━━━━━ READING TEXT

Music in 18th-century armies was incredibly important to tactics, drills, maneuvers, and esprit de corps. The incorporation of music into the great armies of Europe, performed by instruments such as drums, fifes, bagpipes, bugles, clarinets, and French horns, was a long-standing tradition by the time the century concluded with a new country, the United States of America. Raoul F. Camus, a historian of military music of the American Revolution, argued during its bicentennial that although the European military musical tradition had been well-documented, “For many years it was believed that bands and band music were nonexistent in the Revolutionary period.” Furthermore, Camus stated that many still believed that bands and band music were not authorized in the regular army of the United States until 1834. These ideas could not be further from the historical record, and, as more scholarship on the era has revealed, music in the 18th-century armies that fought in the colonies was vital to the daily lives of the soldiers on and off the battlefield.
Music in armies of the 1700s held five very important roles, some of which overlapped in their purposes. Music served to build and sustain the morale and esprit de corps of any sized fighting unit. This role of music was vital in periods of depressed morale, usually in the wake of severe battlefield defeats, or during inordinate hardships, such as long, hot marches or the grueling conditions of a poorly supplied, cold winter encampment. One of the ways in which this role overlapped with another function of music in the army was its utilization during social or recreational events. Dances, balls, time in a hut or around a campfire, were all ways in which music was used for morale-building as well as letting the men blow off steam from the rigors of a campaign, drill in camp, or the loss of friends and family on the battlefield. More specific to military operations, another use of music was to regulate camp duties, and on the other end of the spectrum, to play its prescribed role in ceremonial functions.
Perhaps the most important role of music in armies of the period was its use in tactics. During the previous centuries, as the size of armies grew, and the advent of gunpowder amplified the sounds of battle, voice commands were no longer able to achieve large-scale command and control. Further still, as battlefield tactics changed toward “mass unit warfare,” keeping large organizational bodies of men moving across terrain and in combat in a systematic and orderly way proved challenging. Here, in all accords, steady, loud, drum cadences became a solution to these operational concerns. Each cadence could signal something different, and the composition of the drum and how it produced sound made it a perfect instrument for use with infantry soldiers. Yet again, this role overlapped as “The addition [of] music to accompany marching serve[d] the triple purpose of keeping the cadence, of encouraging the spirit of the men while marching, and of attracting and entertaining the spectators.”

━━━━━━━━━━
━━━━━ DATA BLOCK

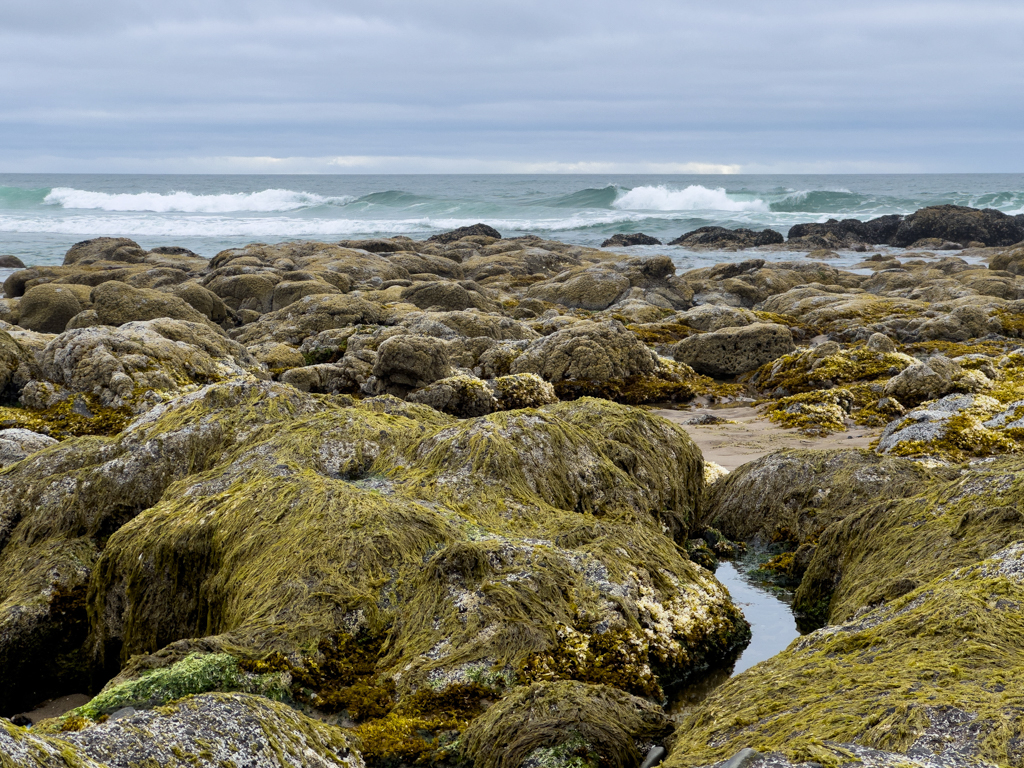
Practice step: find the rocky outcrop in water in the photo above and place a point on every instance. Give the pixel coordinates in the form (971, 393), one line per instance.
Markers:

━━━━━━━━━━

- [EXERCISE TASK 1] In the passage on music in 18th-century armies, until what year did Camus say many still believed bands were not authorized in the regular U.S. army?
- [EXERCISE TASK 2] Translate this sentence from the passage on music in 18th-century armies into Spanish: "Music served to build and sustain the morale and esprit de corps of any sized fighting unit."
- [EXERCISE TASK 3] Pick up the passage on music in 18th-century armies after its last sentence and keep writing it.

- [EXERCISE RESULT 1] 1834

- [EXERCISE RESULT 2] La música servía para fomentar y mantener la moral y el espíritu de cuerpo de cualquier unidad de combate, fuera cual fuera su tamaño.

- [EXERCISE RESULT 3]
Although music in 18th-century armies played a vital role, all military music was not the same. One form of military music was performed by a “Band of Musick...professional musicians hired by officers to play contrapuntal music at parades, during meals, and for dancing.” Men in the ranks would have had less exposure to this form of military music as did officers and civilians. Soldiers, men in the ranks, were almost continually hearing another form of military music, “field music.” This form of military music utilized musical calls that acted as commands while on the march, in camp, or on the battlefield. The two most important instruments in field music were the fife and drum. Of the two, the drums were significantly more important than the fife, which simply added melodic interest to the drum calls. Drummers, and their instrument, had vast responsibility, not only for the daily routines of the soldiers in camp, but also on the march and in battle.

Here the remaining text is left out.